## Stated task 1
Can you rewrite the records from the line with "object_query = green grass" to the line with "left=0, top=282, right=984, bottom=801", swapping "green grass" for "short grass" and keeping everything else the same?

─── Passage provided ───

Shilpa Blog

Hypotheses Testing — How is it useful in machine learning?

Hypothesis testing is a way to tell if some belief you have of the population is likely to be true or false.

Let’s say you have an email spam detector and what it does is it determines if a given email is Not Spam or Spam. And Not Spam is when an email is not spam. And by default, we’re going to assume that all the emails are Not Spam. And the reason for this is that it’s much worse to delete a good email than to accidentally put a spam email on our inbox. So our base assumption is going to be that an email is Not Spam. That’s going to be called the null hypothesis. It’s the base assumption when we assume safely that nothing is happening. The null hypothesis is called H0. We also have alternate hypothesis which is H1. One important characteristic of the null and alternative hypothesis is that they are mutually exclusive.

The key is to designing a good set of hypothesis. There’s a lot of evidence that shows that the email is spam. Then the null hypothesis is rejected and the alternative hypothesis that the email is spam is accepted as true.

If the evidence gathered is not enough to show that the email is spam, then you can reject the null hypothesis. However, that does not mean that the email is not spam, only that we don’t have enough evidence to show that the email is spam.

The null hypothesis is the baseline and the alternative hypothesis represents the competing statement.

There can be scenarios where this can go wrong, they are called Type 1 error (False Positive) and Type II error (False Negative).

Sending a regular email to spam is worse than not sending a spam email to the regular inbox. Type I error is more significant than the Type II error.

What is the greatest probability of type I error you are willing to tolerate?

The maximum probability of type I error is called the significance level and is usually denoted by the Greek letter alpha. Of course, since it’s a probability, it can only take values between 0 and 1. If alpha is 0, it means that whatever evidence you get, the email is always considered to be not spam. In that case, you never get a type I error. On the other end, if the significance level is 1, that means every email is considered spam. And in this case, every time you get a not spam email, you will be making a type I error. Of course, both extremes are terrible decision makers. What you want is something that is able to define if an email is spam or not and has as few type I errors as possible.

However, as you saw, this error can never be made 0, so a typical value to consider is 0.05 for your significance level. This means that on average, you will decide that a not spam email is spam 5% of the time. Another value usually encountered is alpha equals 0.01. As we said, you want alpha to be as small as possible. But however, there’s a small catch. If you reduce the probability of a type I error too much for a fixed number of samples, then you’re increasing the type II error. This is what happens when we thought of the alpha equals 0 scenario. To give the proper definition of significance level, it is the maximum probability of committing a type I error, which is the same as the maximum probability of rejecting H0 when H0 was actually true. The value of alpha is your design criterion for this test. This means that alpha will determine a threshold to decide if you should reject H0 or not based on your sample.

─── Data provided ───

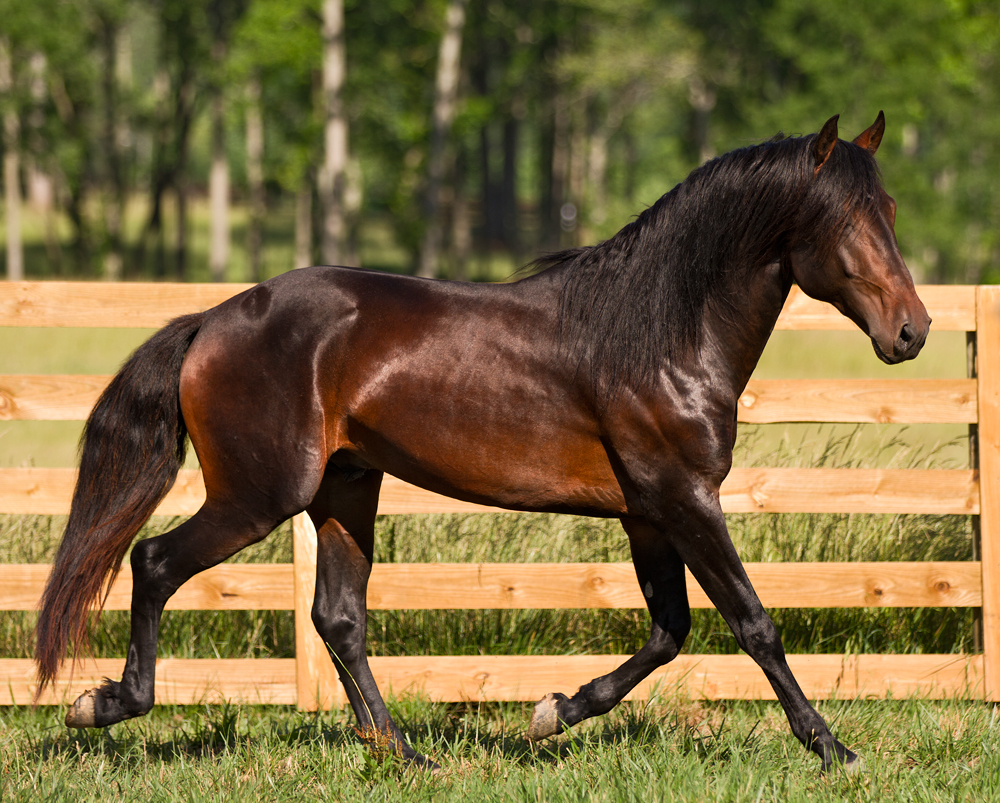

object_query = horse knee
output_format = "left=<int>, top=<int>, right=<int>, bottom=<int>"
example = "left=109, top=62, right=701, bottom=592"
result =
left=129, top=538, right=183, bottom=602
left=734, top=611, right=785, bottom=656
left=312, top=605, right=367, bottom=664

───
─── Data provided ───

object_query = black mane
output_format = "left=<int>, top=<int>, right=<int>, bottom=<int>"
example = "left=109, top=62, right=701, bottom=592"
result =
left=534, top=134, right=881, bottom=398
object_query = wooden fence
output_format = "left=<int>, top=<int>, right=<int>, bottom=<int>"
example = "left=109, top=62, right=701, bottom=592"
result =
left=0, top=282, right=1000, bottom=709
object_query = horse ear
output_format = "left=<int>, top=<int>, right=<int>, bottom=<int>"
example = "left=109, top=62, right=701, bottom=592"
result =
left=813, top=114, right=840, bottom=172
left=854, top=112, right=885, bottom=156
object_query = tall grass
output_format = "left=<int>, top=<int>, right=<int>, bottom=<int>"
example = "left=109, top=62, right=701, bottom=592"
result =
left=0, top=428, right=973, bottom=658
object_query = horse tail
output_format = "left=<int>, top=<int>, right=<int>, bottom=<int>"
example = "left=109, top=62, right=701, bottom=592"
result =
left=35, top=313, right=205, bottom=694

───
─── Data provided ───

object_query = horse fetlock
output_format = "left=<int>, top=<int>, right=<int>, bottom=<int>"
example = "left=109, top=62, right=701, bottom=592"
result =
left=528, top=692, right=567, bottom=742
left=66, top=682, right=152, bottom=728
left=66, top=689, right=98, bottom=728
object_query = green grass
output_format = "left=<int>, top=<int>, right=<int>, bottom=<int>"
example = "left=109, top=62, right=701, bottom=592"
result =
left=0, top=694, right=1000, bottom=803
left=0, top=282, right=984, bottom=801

───

## Stated task 2
Could you copy the hypothesis testing post word for word from "The maximum probability of type" to "errors as possible."?

## Solution 1
object_query = short grass
output_format = "left=<int>, top=<int>, right=<int>, bottom=<int>"
example = "left=109, top=62, right=701, bottom=592"
result =
left=0, top=694, right=1000, bottom=803
left=0, top=282, right=984, bottom=801

## Solution 2
The maximum probability of type I error is called the significance level and is usually denoted by the Greek letter alpha. Of course, since it’s a probability, it can only take values between 0 and 1. If alpha is 0, it means that whatever evidence you get, the email is always considered to be not spam. In that case, you never get a type I error. On the other end, if the significance level is 1, that means every email is considered spam. And in this case, every time you get a not spam email, you will be making a type I error. Of course, both extremes are terrible decision makers. What you want is something that is able to define if an email is spam or not and has as few type I errors as possible.